Task statement — Return every line of the listing that includes the string "Where".

┌─ Listed entries

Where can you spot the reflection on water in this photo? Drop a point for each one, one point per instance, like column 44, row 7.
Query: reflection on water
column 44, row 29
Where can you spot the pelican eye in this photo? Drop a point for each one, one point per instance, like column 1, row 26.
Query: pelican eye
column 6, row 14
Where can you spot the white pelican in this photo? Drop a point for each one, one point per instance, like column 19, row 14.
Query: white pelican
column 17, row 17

└─
┌─ Listed entries

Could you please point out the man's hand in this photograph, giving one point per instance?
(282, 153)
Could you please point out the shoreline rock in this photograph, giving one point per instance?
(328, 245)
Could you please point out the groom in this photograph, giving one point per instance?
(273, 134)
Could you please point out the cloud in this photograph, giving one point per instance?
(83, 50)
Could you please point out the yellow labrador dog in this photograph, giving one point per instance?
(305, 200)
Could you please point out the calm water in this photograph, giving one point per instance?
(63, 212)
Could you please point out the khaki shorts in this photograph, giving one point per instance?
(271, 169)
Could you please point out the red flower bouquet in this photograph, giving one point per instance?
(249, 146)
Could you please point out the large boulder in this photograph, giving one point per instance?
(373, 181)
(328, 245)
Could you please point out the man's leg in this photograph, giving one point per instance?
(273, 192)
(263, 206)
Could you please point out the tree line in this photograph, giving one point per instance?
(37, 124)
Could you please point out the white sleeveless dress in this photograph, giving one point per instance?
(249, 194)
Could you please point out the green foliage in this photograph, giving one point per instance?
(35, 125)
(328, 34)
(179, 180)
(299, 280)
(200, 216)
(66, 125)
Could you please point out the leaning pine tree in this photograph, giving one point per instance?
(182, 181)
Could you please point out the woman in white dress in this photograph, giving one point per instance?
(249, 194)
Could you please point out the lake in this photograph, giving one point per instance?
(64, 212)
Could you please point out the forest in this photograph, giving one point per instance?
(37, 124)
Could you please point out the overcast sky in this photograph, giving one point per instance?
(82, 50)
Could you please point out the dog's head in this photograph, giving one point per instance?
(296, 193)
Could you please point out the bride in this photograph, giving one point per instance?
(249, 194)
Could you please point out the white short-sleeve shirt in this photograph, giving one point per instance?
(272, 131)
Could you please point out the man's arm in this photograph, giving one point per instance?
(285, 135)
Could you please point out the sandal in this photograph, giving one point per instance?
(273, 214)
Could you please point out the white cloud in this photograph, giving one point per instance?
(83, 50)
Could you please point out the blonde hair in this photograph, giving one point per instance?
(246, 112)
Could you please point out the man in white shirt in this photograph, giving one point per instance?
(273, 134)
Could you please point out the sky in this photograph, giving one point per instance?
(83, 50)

└─
┌─ Listed entries

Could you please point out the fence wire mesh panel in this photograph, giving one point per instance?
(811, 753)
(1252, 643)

└─

Problem solution —
Where can you spot the reflection on water in this photo? Drop a point for each one, one point per instance, like column 44, row 7.
Where can you spot the pelican eye in this photo? Drop a point for each one, one point per instance, like column 1, row 26.
Where can you spot the white pelican in this photo? Drop a point for each one, one point per instance, like column 19, row 14.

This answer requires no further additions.